━━━ Page ━━━

Recurring Maintenance Jobs
Learning Focus
Use this lesson to design recurring PostgreSQL maintenance jobs that are safe to rerun, observable, and low-impact: keep work bounded, prefer constraints/partition drops over massive deletes, and schedule appropriately.
Concept Overview
Recurring maintenance jobs keep PostgreSQL healthy and predictable over time:
- Statistics freshness:
ANALYZEkeeps the planner accurate. - Table/index health:
VACUUMhelps reuse space and supports index-only scans. - Precomputed reporting: refresh materialized views.
- Retention: remove/archival of old rows (often better via partitioning).
Why is it important?
- Performance stability: fewer plan regressions as data changes.
- Predictable storage: avoid unbounded table growth.
- Reduced incident risk: proactive cleanup beats emergency cleanup.
- Operational clarity: a scheduled set of known jobs is easier to review than ad hoc scripts.
Where does it fit?
Maintenance jobs are part of day-2 operations:
- use
pg_cronfor SQL-only jobs inside PostgreSQL - use external schedulers for orchestration (backups, exports, notifications)

━━━

Tasks for this exercise ::
[a] Answer these questions about the maintenance jobs page, one line per answer, marked like the questions:
(i) What kind of reporting does refreshing materialized views provide?
(ii) Which tool does it suggest for SQL-only jobs inside PostgreSQL?
(iii) Maintenance jobs are part of which operations?
[b] List every benefit named under "Why is it important?" on the maintenance jobs page.

━━━ Extracted entries ━━━

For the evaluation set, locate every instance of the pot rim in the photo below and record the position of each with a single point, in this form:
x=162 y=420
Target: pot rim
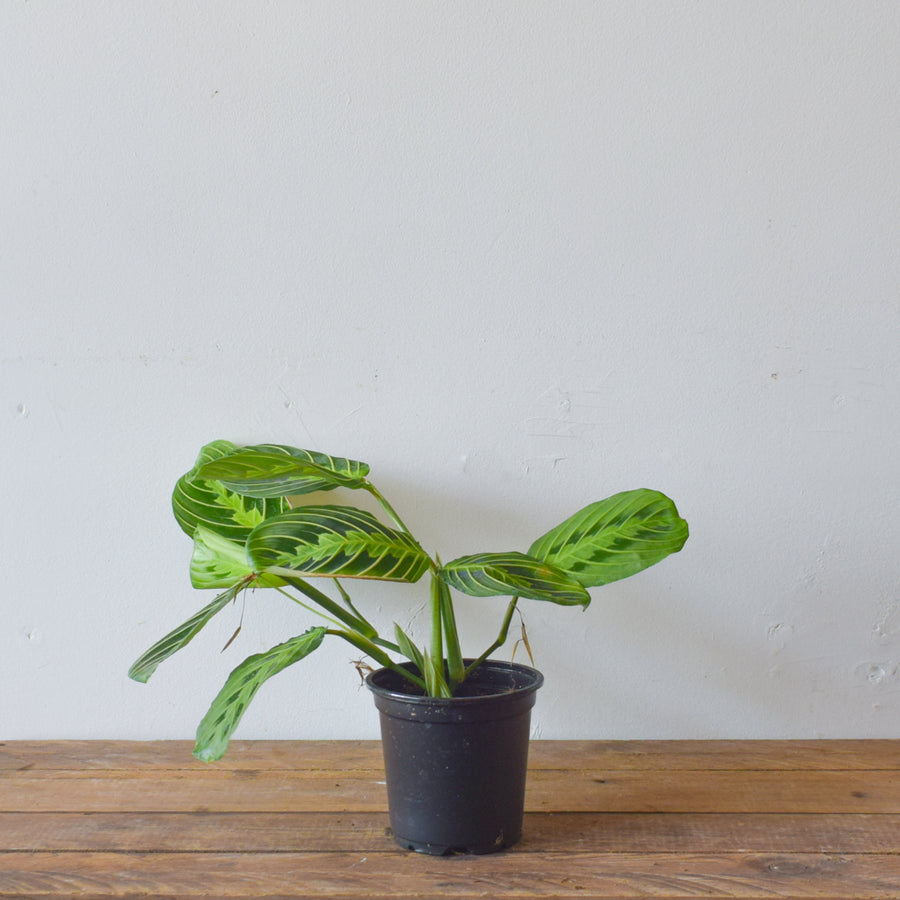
x=533 y=676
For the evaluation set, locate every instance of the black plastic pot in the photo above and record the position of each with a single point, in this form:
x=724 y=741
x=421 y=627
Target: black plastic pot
x=455 y=767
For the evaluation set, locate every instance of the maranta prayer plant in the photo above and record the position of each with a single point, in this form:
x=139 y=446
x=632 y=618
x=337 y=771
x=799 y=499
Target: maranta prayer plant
x=243 y=508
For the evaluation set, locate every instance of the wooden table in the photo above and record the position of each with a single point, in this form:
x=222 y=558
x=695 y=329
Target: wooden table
x=307 y=819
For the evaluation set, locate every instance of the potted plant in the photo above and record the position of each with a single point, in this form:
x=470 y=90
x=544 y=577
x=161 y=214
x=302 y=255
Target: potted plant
x=454 y=728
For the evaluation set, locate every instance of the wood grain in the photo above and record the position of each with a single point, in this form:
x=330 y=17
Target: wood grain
x=279 y=819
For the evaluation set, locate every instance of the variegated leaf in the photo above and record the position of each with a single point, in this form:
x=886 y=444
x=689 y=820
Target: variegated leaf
x=148 y=662
x=214 y=732
x=513 y=574
x=337 y=541
x=276 y=470
x=218 y=563
x=209 y=504
x=614 y=538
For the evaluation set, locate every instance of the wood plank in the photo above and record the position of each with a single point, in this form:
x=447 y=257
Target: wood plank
x=369 y=832
x=548 y=791
x=312 y=755
x=344 y=875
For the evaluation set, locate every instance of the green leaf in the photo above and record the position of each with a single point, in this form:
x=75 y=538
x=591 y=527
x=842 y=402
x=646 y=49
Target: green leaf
x=338 y=541
x=614 y=538
x=275 y=470
x=513 y=574
x=209 y=504
x=226 y=710
x=218 y=563
x=147 y=663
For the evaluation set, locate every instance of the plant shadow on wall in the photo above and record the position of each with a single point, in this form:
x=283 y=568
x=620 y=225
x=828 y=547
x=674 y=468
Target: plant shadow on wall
x=244 y=510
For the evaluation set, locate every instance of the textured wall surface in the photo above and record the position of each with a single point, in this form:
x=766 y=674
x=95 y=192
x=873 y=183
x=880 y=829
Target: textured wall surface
x=517 y=257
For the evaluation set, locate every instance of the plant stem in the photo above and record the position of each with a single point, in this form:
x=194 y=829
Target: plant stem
x=383 y=659
x=456 y=670
x=501 y=637
x=387 y=508
x=437 y=638
x=357 y=623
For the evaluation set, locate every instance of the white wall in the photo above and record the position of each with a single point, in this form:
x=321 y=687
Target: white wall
x=516 y=256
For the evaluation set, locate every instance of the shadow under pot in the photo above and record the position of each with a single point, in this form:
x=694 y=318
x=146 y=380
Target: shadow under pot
x=456 y=767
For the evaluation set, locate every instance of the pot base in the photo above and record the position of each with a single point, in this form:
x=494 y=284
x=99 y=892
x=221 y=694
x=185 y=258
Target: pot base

━━━

Task results ::
[a]
(i) Precomputed reporting.
(ii) pg_cron.
(iii) Day-2 operations.

[b]
- Performance stability
- Predictable storage
- Reduced incident risk
- Operational clarity